**Task statement:** Rewrite the listing below, replacing "coverage chart" with "summary table" everywhere and keeping everything else the same. Omit the pictures from your version.
═══ Supplied records
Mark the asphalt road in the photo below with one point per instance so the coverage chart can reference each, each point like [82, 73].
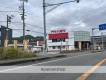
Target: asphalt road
[84, 60]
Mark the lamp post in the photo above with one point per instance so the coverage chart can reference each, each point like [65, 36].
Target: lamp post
[93, 37]
[23, 15]
[45, 5]
[7, 28]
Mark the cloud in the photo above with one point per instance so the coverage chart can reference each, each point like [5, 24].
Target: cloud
[72, 16]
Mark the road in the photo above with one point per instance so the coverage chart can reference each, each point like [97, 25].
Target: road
[82, 60]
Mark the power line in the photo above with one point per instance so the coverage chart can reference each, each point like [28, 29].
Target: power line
[8, 11]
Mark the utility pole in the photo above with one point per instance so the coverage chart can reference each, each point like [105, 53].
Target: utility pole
[45, 5]
[23, 16]
[44, 23]
[6, 37]
[102, 41]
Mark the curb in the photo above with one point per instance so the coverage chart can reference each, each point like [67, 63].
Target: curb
[18, 61]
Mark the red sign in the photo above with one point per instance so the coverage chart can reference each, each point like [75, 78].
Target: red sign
[58, 36]
[58, 31]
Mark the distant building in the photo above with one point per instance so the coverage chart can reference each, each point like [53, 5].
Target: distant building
[97, 41]
[64, 40]
[3, 31]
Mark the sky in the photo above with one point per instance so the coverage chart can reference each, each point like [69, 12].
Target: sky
[74, 16]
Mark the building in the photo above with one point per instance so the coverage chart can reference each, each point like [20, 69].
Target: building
[64, 40]
[3, 31]
[82, 40]
[98, 41]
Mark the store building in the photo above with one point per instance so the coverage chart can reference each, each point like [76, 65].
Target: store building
[3, 31]
[64, 40]
[98, 42]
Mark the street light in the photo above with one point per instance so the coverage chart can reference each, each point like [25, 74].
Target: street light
[7, 29]
[23, 15]
[45, 5]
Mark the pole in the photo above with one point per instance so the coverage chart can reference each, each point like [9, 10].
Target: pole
[6, 37]
[44, 23]
[23, 18]
[102, 41]
[92, 39]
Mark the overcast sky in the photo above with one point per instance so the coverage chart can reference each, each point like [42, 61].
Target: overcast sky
[72, 16]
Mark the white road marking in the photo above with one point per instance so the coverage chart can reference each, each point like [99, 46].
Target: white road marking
[17, 68]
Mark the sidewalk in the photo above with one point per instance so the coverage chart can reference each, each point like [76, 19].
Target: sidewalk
══════
**Result of the task:**
Mark the asphalt road in the photo below with one point per instance so the summary table can reference each, each point like [82, 73].
Target: asphalt road
[84, 60]
Mark the lamp post in the photo above with one point per instance so the summary table can reference each, each point like [65, 36].
Target: lamp post
[93, 37]
[23, 15]
[45, 5]
[7, 28]
Mark the cloud in the photo above with one point per instance so the summary table can reference each, each point like [5, 24].
Target: cloud
[72, 16]
Mark the road in the photo above with one point per instance so the summary table can reference each, each point like [97, 25].
Target: road
[82, 60]
Mark the power line in the photo above with one point per instance so the summary table can reference each, each point like [28, 29].
Target: power line
[8, 11]
Mark the utility pole in the photo above with one point per instance so the summary table can reference each, each point like [105, 53].
Target: utility pole
[45, 5]
[23, 16]
[44, 23]
[6, 37]
[102, 41]
Mark the curb in the photo above with one point per instance so the summary table can reference each, each point like [67, 63].
Target: curb
[18, 61]
Mark the red sign in the photo above with one point per instance so the summary table can reference each, each point like [75, 78].
Target: red sign
[58, 36]
[58, 31]
Mark the distant building in the photo above with one point per instance so the summary table can reference each, each point like [53, 5].
Target: distant building
[97, 41]
[64, 40]
[3, 31]
Mark the sky in the photo above with one point per instance so the summary table can reference each, each point like [69, 12].
Target: sky
[74, 16]
Mark the building in the photo above with one point per instance so the summary table can reference each, each point like [20, 69].
Target: building
[64, 40]
[3, 31]
[82, 40]
[98, 41]
Mark the store building in the photo above with one point per instance so the summary table can reference each, each point like [76, 65].
Target: store building
[3, 31]
[64, 40]
[98, 42]
Mark the street light in the photo above with one point per instance so the summary table can reference each, each point like [25, 74].
Target: street light
[7, 29]
[23, 15]
[45, 5]
Mark the pole in the photo above with one point per instance so the summary table can reference each, each point like [9, 10].
Target: pole
[6, 37]
[44, 23]
[23, 18]
[102, 41]
[92, 39]
Mark the overcast sky in the photo above with one point per instance so the summary table can reference each, each point like [42, 61].
Target: overcast sky
[72, 16]
Mark the white road marking in the photo above with one point per instance so the summary table can reference each, each point like [99, 46].
Target: white road marking
[17, 68]
Mark the sidewalk in the photo above with one point per instance so the summary table can reference each, each point like [76, 19].
Target: sidewalk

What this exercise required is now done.